WHAT TO WORK ON -
Every record should be written out exactly, please.

GIVEN DATA -
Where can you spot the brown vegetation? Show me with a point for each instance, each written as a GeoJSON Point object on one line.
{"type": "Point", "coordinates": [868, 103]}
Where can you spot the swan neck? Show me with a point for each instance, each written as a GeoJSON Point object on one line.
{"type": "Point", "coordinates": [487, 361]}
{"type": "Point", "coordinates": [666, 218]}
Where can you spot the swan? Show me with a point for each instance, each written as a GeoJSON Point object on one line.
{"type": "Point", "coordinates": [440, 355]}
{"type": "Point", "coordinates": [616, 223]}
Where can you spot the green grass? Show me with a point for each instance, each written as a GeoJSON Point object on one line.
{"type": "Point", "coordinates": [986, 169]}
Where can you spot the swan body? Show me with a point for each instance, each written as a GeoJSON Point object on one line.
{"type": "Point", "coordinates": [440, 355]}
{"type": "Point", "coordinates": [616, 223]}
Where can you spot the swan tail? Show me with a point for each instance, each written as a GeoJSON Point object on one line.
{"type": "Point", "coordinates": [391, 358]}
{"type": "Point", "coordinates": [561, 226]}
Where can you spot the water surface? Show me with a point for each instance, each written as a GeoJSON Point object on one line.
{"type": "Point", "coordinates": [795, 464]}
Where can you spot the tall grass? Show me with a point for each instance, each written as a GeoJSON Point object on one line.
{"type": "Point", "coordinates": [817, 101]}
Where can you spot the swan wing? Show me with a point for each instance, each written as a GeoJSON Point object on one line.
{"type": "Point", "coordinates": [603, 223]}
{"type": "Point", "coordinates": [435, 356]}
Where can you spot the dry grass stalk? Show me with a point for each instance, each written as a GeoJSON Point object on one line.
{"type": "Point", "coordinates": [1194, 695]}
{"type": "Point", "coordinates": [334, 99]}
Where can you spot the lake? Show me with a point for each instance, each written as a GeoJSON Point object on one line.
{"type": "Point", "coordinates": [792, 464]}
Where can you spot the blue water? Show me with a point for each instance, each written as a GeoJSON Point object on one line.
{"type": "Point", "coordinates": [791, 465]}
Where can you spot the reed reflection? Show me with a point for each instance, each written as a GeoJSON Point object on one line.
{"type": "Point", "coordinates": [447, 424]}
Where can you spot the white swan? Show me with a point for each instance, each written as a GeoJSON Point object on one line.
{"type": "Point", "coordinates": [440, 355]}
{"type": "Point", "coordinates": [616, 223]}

WORKED SOLUTION -
Where can you spot the brown vegetation? Show me with a point for each instance, each written as a GeoJSON Point object on one line.
{"type": "Point", "coordinates": [868, 103]}
Where can you spot the swan neck? Show me with a point for each instance, each written as a GeoJSON Point object on one line.
{"type": "Point", "coordinates": [487, 361]}
{"type": "Point", "coordinates": [666, 218]}
Where can you spot the swan? Show me with a point for each instance, each written as a GeoJSON Point object on one line.
{"type": "Point", "coordinates": [440, 355]}
{"type": "Point", "coordinates": [616, 223]}
Where can you spot the green grass? Show me with a point for each instance, each written as a GeoJSON Point object on one line.
{"type": "Point", "coordinates": [986, 169]}
Where can you spot the swan body? Show me with a point for each instance, each written as a GeoJSON Point object on one line.
{"type": "Point", "coordinates": [440, 355]}
{"type": "Point", "coordinates": [616, 223]}
Where can you spot the swan tail? Show me with a point for each instance, each written as a GeoJSON Point object on one line.
{"type": "Point", "coordinates": [391, 358]}
{"type": "Point", "coordinates": [561, 226]}
Where can you spot the water surface? Show me with a point for each instance, each written as a GeoJSON Point object on one line.
{"type": "Point", "coordinates": [795, 464]}
Where can you spot the tall grass? Show me with a point for each instance, each written as a GeoJSON Point object on one line.
{"type": "Point", "coordinates": [817, 101]}
Where can you spot the swan wing? Show me with a point for each instance, each written as a GeoJSON Point object on one line.
{"type": "Point", "coordinates": [603, 223]}
{"type": "Point", "coordinates": [435, 356]}
Where can you spot the dry grass stalk? Show me with a point for each instance, each written as a GeoJSON Point object on one line.
{"type": "Point", "coordinates": [1194, 695]}
{"type": "Point", "coordinates": [334, 99]}
Where can you spot the lake? Show me with a point for each instance, each written as a GeoJSON Point object on one line.
{"type": "Point", "coordinates": [792, 464]}
Where can you spot the blue water? Show me with a point for each instance, each written as a GeoJSON Point object on one line.
{"type": "Point", "coordinates": [791, 465]}
Where can you spot the reed reflection? Show me with a point for each instance, each written as a GeoJSON Point object on one line.
{"type": "Point", "coordinates": [447, 424]}
Where can you spot the white swan? Show me with a point for each instance, each written as a GeoJSON Point object on one line.
{"type": "Point", "coordinates": [440, 355]}
{"type": "Point", "coordinates": [616, 223]}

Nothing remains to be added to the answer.